*Required task*:
Reproduce exactly the final portion of the data: every line from the one containing "Reviewer note: confirm that each instance of the dew" through the last line, inclusive.

*Data extracted from a collection*:
========
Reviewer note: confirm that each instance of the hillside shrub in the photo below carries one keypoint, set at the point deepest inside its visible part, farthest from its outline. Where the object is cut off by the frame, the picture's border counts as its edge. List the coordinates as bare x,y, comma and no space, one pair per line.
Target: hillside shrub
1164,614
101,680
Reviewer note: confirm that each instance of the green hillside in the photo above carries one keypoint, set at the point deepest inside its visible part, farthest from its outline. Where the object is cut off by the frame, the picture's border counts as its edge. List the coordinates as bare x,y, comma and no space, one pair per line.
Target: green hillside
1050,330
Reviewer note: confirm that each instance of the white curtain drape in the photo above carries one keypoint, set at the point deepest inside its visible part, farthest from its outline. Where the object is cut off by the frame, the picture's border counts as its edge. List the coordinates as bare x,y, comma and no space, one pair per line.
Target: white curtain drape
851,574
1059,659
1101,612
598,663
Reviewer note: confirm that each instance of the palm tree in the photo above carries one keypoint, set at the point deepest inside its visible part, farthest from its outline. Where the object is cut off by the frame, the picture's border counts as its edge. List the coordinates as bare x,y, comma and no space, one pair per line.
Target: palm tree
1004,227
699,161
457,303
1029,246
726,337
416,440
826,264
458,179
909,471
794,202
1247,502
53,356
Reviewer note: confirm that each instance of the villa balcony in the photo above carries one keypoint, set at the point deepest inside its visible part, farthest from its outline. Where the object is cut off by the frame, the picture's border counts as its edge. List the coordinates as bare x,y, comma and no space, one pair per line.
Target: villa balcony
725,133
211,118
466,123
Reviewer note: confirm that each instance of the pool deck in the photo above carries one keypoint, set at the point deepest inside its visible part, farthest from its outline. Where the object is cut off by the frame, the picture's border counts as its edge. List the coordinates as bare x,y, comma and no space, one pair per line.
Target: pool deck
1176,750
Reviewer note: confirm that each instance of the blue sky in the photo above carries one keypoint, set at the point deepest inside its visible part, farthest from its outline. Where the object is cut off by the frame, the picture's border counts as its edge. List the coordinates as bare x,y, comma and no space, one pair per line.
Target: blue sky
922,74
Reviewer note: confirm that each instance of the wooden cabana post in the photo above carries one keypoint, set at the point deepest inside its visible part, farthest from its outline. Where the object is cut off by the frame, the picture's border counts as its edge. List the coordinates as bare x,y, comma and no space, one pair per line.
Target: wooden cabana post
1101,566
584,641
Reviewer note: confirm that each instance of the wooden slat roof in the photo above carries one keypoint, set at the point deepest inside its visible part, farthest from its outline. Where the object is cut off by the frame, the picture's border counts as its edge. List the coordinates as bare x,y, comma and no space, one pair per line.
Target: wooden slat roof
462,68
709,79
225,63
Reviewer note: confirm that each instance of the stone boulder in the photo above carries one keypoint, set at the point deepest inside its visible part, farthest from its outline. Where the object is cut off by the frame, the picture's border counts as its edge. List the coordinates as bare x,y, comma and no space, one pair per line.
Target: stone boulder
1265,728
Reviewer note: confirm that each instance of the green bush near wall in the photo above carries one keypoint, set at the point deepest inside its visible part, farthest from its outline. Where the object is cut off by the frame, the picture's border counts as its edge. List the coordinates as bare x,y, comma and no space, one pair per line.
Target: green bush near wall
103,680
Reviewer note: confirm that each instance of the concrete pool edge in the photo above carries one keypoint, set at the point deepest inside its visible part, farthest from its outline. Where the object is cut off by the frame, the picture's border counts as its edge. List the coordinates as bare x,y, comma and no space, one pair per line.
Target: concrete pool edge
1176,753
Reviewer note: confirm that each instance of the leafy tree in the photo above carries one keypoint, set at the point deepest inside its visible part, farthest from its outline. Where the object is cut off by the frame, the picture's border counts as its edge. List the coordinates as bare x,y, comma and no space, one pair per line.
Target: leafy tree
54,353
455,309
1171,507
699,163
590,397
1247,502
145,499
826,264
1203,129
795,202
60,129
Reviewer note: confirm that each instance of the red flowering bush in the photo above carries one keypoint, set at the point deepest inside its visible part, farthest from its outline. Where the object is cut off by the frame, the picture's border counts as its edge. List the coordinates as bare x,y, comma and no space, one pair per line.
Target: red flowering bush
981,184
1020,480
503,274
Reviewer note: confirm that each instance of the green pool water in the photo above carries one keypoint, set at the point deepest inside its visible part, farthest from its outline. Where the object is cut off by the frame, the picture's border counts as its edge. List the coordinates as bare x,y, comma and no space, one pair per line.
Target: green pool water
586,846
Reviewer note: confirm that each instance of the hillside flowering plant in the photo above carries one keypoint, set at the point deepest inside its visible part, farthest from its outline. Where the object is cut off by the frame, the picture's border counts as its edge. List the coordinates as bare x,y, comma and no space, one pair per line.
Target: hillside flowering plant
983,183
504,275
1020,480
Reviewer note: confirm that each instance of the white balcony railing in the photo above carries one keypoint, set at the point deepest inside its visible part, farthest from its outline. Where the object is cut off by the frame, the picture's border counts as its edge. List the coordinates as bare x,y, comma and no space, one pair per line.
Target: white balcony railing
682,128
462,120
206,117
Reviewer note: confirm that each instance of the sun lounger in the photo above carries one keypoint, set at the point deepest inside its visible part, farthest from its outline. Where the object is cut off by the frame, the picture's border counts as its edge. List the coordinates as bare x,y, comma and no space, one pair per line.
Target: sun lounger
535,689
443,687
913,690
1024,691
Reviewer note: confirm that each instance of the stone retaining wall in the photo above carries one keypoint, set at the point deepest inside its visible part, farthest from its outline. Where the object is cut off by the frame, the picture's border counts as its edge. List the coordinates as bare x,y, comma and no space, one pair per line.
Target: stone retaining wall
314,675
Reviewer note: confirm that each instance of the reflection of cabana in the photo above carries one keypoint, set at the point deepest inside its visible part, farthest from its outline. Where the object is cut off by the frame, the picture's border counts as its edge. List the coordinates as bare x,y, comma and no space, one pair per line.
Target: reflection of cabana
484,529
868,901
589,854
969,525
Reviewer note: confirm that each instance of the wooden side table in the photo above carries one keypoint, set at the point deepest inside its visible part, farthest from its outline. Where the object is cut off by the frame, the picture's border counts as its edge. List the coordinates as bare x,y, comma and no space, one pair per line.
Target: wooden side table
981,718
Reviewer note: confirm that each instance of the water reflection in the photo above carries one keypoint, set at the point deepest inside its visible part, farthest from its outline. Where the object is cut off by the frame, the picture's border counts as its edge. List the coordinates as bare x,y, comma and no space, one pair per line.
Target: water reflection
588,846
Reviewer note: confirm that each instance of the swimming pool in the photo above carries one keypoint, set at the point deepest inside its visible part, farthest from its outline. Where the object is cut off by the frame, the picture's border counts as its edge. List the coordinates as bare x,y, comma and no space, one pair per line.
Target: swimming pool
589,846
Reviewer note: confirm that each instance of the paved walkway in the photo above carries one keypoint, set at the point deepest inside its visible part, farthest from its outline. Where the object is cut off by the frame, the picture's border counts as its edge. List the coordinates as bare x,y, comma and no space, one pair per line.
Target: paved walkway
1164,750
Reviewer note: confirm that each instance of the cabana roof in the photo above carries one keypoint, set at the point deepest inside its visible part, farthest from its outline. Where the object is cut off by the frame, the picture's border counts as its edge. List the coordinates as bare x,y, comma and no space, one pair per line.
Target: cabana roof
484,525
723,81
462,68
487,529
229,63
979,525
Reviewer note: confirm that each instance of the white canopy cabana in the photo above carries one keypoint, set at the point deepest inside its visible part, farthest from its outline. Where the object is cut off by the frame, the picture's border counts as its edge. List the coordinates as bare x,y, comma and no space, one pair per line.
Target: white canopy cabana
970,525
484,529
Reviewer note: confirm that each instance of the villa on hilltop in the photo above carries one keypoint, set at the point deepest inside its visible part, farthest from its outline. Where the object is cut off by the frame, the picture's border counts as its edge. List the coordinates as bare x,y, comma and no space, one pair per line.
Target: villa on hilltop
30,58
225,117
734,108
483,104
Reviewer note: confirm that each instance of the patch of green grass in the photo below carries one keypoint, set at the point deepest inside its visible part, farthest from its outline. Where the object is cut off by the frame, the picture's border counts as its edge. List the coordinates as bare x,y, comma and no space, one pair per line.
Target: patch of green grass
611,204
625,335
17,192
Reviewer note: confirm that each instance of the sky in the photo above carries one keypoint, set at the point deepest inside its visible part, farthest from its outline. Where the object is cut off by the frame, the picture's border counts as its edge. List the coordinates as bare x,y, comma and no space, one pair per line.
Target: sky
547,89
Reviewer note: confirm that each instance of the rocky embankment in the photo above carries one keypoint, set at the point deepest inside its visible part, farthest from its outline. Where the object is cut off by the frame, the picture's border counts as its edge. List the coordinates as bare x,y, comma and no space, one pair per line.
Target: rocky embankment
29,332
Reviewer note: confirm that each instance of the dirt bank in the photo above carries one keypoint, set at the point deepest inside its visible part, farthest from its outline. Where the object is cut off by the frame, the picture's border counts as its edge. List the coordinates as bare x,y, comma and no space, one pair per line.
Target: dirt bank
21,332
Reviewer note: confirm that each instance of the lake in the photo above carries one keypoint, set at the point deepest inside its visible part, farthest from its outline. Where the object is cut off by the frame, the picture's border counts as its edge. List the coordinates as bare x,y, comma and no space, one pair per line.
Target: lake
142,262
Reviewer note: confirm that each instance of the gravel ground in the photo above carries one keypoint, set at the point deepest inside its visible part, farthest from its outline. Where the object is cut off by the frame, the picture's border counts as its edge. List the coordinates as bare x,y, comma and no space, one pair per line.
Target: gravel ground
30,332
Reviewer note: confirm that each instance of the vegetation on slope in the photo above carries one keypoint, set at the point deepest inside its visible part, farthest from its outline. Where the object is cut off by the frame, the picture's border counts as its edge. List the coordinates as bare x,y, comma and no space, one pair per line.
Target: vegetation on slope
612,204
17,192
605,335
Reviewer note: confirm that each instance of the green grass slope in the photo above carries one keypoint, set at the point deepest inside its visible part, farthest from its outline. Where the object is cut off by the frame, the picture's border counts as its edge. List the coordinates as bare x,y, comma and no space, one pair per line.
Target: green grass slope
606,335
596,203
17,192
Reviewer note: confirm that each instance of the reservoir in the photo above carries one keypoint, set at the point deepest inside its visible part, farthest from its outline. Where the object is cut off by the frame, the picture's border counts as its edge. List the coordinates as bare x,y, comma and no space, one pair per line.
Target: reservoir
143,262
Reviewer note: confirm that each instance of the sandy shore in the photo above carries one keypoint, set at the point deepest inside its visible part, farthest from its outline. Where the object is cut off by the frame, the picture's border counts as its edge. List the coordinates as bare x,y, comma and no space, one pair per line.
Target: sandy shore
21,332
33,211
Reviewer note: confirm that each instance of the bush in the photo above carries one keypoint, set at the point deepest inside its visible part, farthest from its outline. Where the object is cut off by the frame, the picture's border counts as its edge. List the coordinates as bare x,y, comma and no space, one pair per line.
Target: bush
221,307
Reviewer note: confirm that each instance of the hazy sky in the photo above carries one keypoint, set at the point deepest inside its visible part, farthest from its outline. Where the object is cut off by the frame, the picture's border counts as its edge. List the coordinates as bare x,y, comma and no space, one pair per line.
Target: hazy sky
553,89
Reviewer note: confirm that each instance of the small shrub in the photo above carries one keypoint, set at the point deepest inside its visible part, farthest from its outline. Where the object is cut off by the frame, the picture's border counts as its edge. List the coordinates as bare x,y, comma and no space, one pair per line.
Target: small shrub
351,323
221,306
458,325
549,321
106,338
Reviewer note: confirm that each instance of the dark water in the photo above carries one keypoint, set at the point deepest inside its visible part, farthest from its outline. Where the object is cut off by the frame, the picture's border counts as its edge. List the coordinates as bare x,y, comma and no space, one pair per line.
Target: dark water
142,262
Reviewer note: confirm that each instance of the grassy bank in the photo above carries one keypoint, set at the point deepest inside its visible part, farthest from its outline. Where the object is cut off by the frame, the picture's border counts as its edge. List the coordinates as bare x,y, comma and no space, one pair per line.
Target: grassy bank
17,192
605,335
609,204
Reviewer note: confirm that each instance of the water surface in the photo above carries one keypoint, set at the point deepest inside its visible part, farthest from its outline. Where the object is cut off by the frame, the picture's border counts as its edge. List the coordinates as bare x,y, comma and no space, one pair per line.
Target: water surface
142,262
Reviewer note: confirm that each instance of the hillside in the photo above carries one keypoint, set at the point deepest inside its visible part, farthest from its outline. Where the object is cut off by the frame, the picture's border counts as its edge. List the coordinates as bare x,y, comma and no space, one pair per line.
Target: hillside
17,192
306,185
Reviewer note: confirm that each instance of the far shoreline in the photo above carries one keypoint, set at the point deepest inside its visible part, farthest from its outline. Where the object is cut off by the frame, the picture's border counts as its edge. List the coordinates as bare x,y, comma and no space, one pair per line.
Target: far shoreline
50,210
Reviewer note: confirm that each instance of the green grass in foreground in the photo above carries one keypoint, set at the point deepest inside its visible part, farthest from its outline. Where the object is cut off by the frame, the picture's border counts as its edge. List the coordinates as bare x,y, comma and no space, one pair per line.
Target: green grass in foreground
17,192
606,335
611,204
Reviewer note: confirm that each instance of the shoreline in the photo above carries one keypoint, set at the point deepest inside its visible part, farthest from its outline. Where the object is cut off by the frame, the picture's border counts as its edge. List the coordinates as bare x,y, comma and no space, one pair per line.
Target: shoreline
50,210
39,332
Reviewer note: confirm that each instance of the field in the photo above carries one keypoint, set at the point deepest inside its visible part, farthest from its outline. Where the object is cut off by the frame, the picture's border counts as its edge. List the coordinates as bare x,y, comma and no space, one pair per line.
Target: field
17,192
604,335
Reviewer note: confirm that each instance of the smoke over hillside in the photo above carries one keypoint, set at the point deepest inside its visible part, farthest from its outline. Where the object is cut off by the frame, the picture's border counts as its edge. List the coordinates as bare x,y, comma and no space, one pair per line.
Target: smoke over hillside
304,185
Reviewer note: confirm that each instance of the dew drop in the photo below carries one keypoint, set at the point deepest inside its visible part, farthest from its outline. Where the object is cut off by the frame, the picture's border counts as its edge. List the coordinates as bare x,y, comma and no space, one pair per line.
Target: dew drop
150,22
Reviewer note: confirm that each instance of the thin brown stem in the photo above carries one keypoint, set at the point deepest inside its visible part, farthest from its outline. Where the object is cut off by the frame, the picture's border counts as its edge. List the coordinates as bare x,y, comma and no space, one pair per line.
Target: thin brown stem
========
*The completed task*:
Reviewer note: confirm that each instance of the dew drop in the photo below carries one keypoint, set at the point deepest inside its visible part, farthest from its outline. Where the object is cut off by the frame, the picture's border counts as its edge. List the coordinates as bare x,y, comma and no space, one pair per line.
Target: dew drop
150,22
Reviewer note: confirm that each instance of the thin brown stem in the photo above carries one keypoint, set at the point deepest inside its visible part, farthest from its outline. Where the object is cut off by the frame, the picture's border counts as its edge. List the coordinates as bare x,y, comma and no space, one pair per line.
Target: thin brown stem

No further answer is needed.